Drop the pictures, then extract the listing word for word.

- _Segmentation dataset excerpts_:
-- Begin --

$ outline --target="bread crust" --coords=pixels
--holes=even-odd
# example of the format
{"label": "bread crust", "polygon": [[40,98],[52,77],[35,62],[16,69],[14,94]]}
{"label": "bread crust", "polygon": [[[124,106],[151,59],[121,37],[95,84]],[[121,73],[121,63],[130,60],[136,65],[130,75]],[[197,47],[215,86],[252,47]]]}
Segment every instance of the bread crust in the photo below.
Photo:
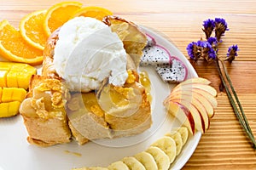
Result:
{"label": "bread crust", "polygon": [[[132,24],[131,27],[136,28],[136,25]],[[54,49],[59,39],[59,31],[60,29],[56,30],[49,37],[44,51],[42,76],[37,75],[32,76],[26,101],[21,104],[20,113],[29,133],[28,142],[40,146],[49,146],[55,144],[68,143],[73,135],[79,144],[84,144],[91,139],[130,136],[140,133],[149,128],[152,123],[150,103],[148,101],[145,88],[138,82],[138,75],[137,74],[134,74],[136,80],[133,83],[138,86],[131,85],[131,88],[137,88],[141,91],[143,101],[140,104],[139,110],[132,116],[124,119],[105,115],[100,116],[94,111],[81,109],[83,106],[84,107],[84,100],[79,101],[78,110],[73,109],[73,108],[68,107],[68,103],[73,101],[73,96],[70,95],[68,89],[65,87],[64,80],[59,76],[53,64]],[[143,37],[143,35],[141,36]],[[140,44],[142,48],[143,43]],[[138,53],[140,53],[140,49],[138,49]],[[134,72],[137,72],[137,57],[138,54],[132,56],[127,54],[127,70],[133,70]],[[60,89],[61,90],[61,98],[59,98],[61,99],[63,105],[56,109],[58,111],[61,111],[59,113],[61,113],[61,118],[55,114],[49,114],[50,116],[44,116],[45,115],[38,113],[40,111],[46,115],[49,113],[52,109],[49,105],[55,105],[55,99],[53,99],[55,97],[59,99],[55,96],[53,88],[44,91],[42,90],[42,93],[38,90],[38,88],[42,88],[42,83],[44,83],[45,87],[49,88],[50,84],[54,83],[53,82],[60,82],[61,87],[61,89]],[[50,94],[49,97],[46,94]],[[43,100],[45,100],[42,101],[44,107],[45,107],[42,110],[33,105],[36,102],[40,103],[40,97],[44,98]],[[30,112],[27,112],[27,110]],[[122,112],[122,110],[119,111]]]}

-- End --

- _The solution_:
$ outline --target="bread crust" --coords=pixels
--holes=even-odd
# example of the format
{"label": "bread crust", "polygon": [[40,98],[52,77],[35,62],[16,69],[14,94]]}
{"label": "bread crust", "polygon": [[[124,106],[151,59],[121,37],[95,84]],[[121,73],[121,63],[130,60],[136,65],[130,75]],[[197,47],[215,86],[252,47]]]}
Segment every instance of the bread crust in the photo below.
Photo:
Result:
{"label": "bread crust", "polygon": [[[132,24],[131,27],[136,28],[136,25]],[[54,49],[59,39],[59,31],[60,29],[56,30],[49,37],[44,51],[42,76],[37,75],[32,76],[26,101],[21,104],[20,113],[29,133],[28,142],[40,146],[49,146],[55,144],[68,143],[73,135],[79,144],[84,144],[91,139],[130,136],[140,133],[149,128],[152,123],[150,103],[148,101],[145,88],[138,82],[138,75],[137,74],[134,74],[136,80],[133,83],[138,86],[131,85],[131,88],[137,88],[141,91],[143,101],[140,104],[139,110],[132,116],[124,119],[105,115],[100,116],[94,111],[81,109],[83,106],[84,107],[84,100],[79,101],[78,110],[73,109],[73,108],[68,107],[68,103],[73,101],[73,96],[70,95],[68,89],[65,87],[64,80],[59,76],[53,64]],[[143,37],[143,35],[141,36]],[[140,44],[142,48],[143,43]],[[138,53],[140,53],[140,49],[138,49]],[[134,72],[137,72],[137,57],[138,54],[132,56],[127,54],[127,70],[133,70]],[[60,89],[61,90],[61,98],[59,98],[61,99],[63,105],[56,109],[58,111],[61,111],[59,113],[61,113],[61,118],[55,114],[49,114],[50,116],[44,116],[45,115],[38,113],[40,111],[46,115],[49,113],[52,109],[49,105],[55,105],[55,99],[53,99],[55,97],[59,99],[55,96],[53,88],[44,91],[42,90],[42,93],[38,90],[38,88],[42,88],[42,83],[44,83],[45,87],[49,88],[50,84],[54,83],[53,82],[60,82],[61,87],[61,89]],[[50,94],[49,97],[46,94]],[[43,100],[45,100],[42,101],[44,107],[45,107],[42,110],[33,105],[36,102],[40,103],[40,97],[44,98]],[[30,112],[27,112],[27,110]],[[122,112],[122,110],[119,111]]]}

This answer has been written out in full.